### EXERCISE DETAILS
Copy each of the following lines word for word.

### DATASET EXCERPTS

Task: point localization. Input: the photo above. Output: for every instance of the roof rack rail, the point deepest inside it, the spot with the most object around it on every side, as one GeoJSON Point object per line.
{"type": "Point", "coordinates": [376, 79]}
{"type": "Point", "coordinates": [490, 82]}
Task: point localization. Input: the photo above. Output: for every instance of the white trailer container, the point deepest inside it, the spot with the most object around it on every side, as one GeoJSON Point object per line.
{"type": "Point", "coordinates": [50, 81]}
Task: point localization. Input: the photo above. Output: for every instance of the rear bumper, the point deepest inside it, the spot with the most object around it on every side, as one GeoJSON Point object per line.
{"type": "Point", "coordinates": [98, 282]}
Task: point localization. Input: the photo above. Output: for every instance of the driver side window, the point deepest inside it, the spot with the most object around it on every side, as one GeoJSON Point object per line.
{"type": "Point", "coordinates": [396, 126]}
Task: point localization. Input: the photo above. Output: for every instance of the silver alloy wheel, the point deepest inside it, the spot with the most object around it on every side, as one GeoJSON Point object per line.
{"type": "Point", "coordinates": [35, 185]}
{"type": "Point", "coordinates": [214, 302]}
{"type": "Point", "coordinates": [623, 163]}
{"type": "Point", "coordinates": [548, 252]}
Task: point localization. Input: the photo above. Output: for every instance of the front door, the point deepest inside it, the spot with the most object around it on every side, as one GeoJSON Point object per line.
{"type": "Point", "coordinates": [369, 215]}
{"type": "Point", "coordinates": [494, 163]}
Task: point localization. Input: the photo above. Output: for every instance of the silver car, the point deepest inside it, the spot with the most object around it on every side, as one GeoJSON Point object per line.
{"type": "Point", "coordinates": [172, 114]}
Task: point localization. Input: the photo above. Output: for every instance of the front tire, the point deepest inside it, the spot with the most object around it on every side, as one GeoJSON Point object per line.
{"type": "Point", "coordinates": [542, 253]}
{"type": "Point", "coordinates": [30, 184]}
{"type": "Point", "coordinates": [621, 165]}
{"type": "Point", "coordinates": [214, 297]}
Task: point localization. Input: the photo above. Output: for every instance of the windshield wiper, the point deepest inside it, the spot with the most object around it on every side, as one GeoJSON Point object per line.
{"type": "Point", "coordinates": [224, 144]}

### ANSWER TO THIS PROBLEM
Task: point localization. Input: the photo above. Output: for every instance of the roof rack rail, the point deepest inside it, the spot with the most object around it on every side, as one GeoJSON Point object per line.
{"type": "Point", "coordinates": [376, 79]}
{"type": "Point", "coordinates": [490, 82]}
Task: point localization. Input: the photo above. Output: for every instance of the white trailer container, the point deepest inside it, the spot with the most object around it on every side, as one GeoJSON Point object per line.
{"type": "Point", "coordinates": [50, 81]}
Task: point localization. Input: the photo above. Output: for every instance of the rear bumper, the point deepest inside it, the spot with the most object around it on every side, as one GeoJSON Point object per line.
{"type": "Point", "coordinates": [98, 282]}
Task: point localization. Input: the photo above. Output: for every instance of the driver side window, the point deepest inside it, the spot with the most object around it on every side, as one GeoJSON Point object per line.
{"type": "Point", "coordinates": [396, 126]}
Task: point localization. Input: the photo above. Output: for every instance of the silver alloy wheel, the point deepest inside it, the spot with the most object around it on every side, as one GeoJSON Point object per line.
{"type": "Point", "coordinates": [35, 185]}
{"type": "Point", "coordinates": [214, 302]}
{"type": "Point", "coordinates": [623, 163]}
{"type": "Point", "coordinates": [548, 252]}
Task: point localization. Input: the photo above. Output: for every instance of the front door, the point deepest inside it, the spot with the most object around it on every side, as one GeoJSON Point object per line.
{"type": "Point", "coordinates": [369, 215]}
{"type": "Point", "coordinates": [494, 163]}
Task: point localization. Input: the photo above. Output: for every instance of the silver car, the point deepest inside it, the spot with the most object around it on every side, as one GeoJSON Point object per line.
{"type": "Point", "coordinates": [172, 114]}
Task: point localization. Input: the photo above. Output: for every instance of the front tire, the point deepest inside it, the spot with the most object around it on every side, as one GeoJSON Point object per line.
{"type": "Point", "coordinates": [542, 253]}
{"type": "Point", "coordinates": [30, 184]}
{"type": "Point", "coordinates": [621, 165]}
{"type": "Point", "coordinates": [214, 297]}
Task: point localization. Input: the photo above. Output: for every instance of the windshield wiper, the point deepest inside it, the spot with the most object around it on every side, as one GeoJSON Point object per line.
{"type": "Point", "coordinates": [224, 144]}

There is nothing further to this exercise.